__Aim of the task__. Going down the listing below, print exactly each line from the one with "Target: blue sky" up to and including the one with "Target: front lawn", and skip the rest.

━━━

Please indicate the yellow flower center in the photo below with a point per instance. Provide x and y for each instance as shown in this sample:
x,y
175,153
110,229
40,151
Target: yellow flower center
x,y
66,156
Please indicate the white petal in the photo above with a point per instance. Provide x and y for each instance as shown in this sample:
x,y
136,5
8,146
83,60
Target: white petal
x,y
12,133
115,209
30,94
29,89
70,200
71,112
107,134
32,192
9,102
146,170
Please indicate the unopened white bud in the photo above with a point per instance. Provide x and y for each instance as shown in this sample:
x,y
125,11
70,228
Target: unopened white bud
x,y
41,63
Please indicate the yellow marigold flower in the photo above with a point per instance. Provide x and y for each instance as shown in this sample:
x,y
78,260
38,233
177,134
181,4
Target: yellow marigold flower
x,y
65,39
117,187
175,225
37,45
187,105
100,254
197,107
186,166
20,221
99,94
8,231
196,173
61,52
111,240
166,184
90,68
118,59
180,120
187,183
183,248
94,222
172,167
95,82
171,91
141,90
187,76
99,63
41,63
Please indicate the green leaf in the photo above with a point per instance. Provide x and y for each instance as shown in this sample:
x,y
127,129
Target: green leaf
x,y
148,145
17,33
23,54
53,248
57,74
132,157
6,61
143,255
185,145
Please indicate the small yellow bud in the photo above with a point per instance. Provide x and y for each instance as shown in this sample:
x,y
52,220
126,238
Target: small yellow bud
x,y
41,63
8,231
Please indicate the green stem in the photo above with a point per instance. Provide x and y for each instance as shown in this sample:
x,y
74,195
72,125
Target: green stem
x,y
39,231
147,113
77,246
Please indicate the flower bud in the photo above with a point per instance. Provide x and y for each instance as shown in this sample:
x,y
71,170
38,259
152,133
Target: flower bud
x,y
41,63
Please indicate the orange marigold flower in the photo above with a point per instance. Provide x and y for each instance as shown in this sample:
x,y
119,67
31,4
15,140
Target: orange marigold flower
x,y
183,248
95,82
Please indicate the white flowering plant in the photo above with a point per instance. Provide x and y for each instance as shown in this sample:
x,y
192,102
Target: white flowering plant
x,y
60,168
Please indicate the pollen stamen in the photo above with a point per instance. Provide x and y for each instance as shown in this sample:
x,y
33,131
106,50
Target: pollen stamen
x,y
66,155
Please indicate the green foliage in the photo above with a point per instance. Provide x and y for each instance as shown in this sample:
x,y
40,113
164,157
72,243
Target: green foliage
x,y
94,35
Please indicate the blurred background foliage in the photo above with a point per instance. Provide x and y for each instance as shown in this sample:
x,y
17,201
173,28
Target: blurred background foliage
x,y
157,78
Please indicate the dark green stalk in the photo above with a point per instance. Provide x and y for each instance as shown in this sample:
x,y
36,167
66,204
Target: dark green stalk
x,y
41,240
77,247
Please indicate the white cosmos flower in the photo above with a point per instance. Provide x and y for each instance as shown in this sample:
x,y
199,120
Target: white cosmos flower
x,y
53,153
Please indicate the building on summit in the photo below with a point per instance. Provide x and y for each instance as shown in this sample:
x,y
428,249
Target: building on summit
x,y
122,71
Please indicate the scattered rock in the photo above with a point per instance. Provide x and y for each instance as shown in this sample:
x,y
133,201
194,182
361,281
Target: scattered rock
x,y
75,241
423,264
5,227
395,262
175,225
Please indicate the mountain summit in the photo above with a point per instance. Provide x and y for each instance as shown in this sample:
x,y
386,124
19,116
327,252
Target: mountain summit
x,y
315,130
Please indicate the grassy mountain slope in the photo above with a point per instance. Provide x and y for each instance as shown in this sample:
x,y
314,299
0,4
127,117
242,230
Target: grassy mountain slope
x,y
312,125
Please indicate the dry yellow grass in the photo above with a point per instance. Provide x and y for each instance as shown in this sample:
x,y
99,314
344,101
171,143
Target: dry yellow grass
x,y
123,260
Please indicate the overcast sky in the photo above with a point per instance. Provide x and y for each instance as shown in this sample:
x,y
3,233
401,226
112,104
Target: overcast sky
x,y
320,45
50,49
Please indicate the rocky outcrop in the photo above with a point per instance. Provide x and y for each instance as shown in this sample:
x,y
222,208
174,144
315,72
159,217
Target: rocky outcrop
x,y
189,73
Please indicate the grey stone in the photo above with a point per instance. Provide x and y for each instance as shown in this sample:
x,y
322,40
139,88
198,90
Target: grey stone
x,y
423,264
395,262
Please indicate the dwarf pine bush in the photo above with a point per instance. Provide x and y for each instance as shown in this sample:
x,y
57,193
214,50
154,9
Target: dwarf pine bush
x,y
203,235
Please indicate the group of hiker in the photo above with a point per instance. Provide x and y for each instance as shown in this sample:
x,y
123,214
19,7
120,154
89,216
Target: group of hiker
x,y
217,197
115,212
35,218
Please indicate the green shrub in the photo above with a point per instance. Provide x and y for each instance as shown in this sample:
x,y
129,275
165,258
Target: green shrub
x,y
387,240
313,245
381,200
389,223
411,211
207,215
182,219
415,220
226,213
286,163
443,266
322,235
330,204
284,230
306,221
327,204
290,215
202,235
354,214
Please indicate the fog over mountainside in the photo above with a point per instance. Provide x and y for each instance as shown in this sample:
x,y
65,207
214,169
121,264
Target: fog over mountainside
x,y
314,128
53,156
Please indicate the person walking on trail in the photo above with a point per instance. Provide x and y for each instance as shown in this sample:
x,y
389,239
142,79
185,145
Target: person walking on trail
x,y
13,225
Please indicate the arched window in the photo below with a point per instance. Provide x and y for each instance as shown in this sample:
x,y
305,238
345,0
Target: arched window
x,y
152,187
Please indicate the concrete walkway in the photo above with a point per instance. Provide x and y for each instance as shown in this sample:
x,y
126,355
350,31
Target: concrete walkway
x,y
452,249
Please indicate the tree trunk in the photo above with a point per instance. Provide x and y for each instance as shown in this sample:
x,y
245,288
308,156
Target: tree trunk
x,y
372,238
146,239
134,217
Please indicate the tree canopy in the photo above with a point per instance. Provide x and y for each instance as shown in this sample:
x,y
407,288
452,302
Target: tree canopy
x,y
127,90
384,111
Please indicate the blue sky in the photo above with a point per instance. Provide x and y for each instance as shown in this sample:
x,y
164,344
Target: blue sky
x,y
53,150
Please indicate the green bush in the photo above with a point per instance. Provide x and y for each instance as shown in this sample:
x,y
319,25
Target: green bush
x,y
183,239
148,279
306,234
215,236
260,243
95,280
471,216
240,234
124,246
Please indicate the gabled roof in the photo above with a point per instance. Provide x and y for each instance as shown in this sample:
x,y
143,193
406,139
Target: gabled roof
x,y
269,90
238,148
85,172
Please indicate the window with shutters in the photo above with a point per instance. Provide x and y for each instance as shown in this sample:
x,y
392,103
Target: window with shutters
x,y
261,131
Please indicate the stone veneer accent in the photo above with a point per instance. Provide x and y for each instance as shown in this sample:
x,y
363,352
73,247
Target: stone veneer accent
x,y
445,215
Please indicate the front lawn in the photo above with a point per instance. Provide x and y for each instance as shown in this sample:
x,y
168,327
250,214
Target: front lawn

━━━

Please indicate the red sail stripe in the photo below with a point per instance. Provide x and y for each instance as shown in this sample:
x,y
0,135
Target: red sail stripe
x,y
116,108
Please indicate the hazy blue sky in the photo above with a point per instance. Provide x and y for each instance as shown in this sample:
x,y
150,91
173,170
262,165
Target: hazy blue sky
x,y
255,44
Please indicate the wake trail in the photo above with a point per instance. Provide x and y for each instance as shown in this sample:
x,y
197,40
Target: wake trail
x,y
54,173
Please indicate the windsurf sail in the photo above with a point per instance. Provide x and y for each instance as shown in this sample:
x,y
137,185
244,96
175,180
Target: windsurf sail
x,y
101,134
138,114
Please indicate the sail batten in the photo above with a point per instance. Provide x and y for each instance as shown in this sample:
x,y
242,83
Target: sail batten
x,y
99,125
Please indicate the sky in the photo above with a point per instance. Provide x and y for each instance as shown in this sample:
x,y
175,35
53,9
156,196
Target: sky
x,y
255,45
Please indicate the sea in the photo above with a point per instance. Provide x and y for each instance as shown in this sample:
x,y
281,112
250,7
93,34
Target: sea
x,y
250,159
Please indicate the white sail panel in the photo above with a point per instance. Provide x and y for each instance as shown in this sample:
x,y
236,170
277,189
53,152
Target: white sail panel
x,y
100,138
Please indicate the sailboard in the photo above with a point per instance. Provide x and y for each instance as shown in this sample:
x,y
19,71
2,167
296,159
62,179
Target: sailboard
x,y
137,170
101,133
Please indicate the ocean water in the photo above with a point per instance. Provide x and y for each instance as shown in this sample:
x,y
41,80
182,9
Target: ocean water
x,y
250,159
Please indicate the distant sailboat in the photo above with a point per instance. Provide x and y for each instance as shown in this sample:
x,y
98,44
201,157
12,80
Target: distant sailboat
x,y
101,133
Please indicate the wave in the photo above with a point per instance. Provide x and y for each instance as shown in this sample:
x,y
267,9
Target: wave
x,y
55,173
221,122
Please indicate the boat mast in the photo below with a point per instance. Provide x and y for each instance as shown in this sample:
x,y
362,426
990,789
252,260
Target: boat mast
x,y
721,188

━━━

__Task answer__.
Target: blue sky
x,y
53,150
Please indicate the green bush in the photo above with a point per instance. Provide x and y for each instance as shown in this sample:
x,y
319,25
Target: green bush
x,y
183,239
148,279
306,234
215,236
260,243
95,280
471,216
240,234
124,246
Please indicate the gabled roof in the photo above with a point per instance. Provide x and y for each instance as shown in this sample:
x,y
143,193
406,139
Target: gabled roof
x,y
269,90
238,148
85,172
Please indicate the window with shutters in the photo above with a point per instance. Provide x and y for each instance as shown in this sample:
x,y
392,103
Target: window with shutters
x,y
261,131
Please indicate the stone veneer accent in the photo above with a point per instance. Provide x and y for each instance as shown in this sample:
x,y
363,352
73,247
Target: stone veneer accent
x,y
445,215
Please indicate the front lawn in the photo above with a point per instance. Provide x and y for each instance as shown in this sample:
x,y
168,327
250,214
Target: front lawn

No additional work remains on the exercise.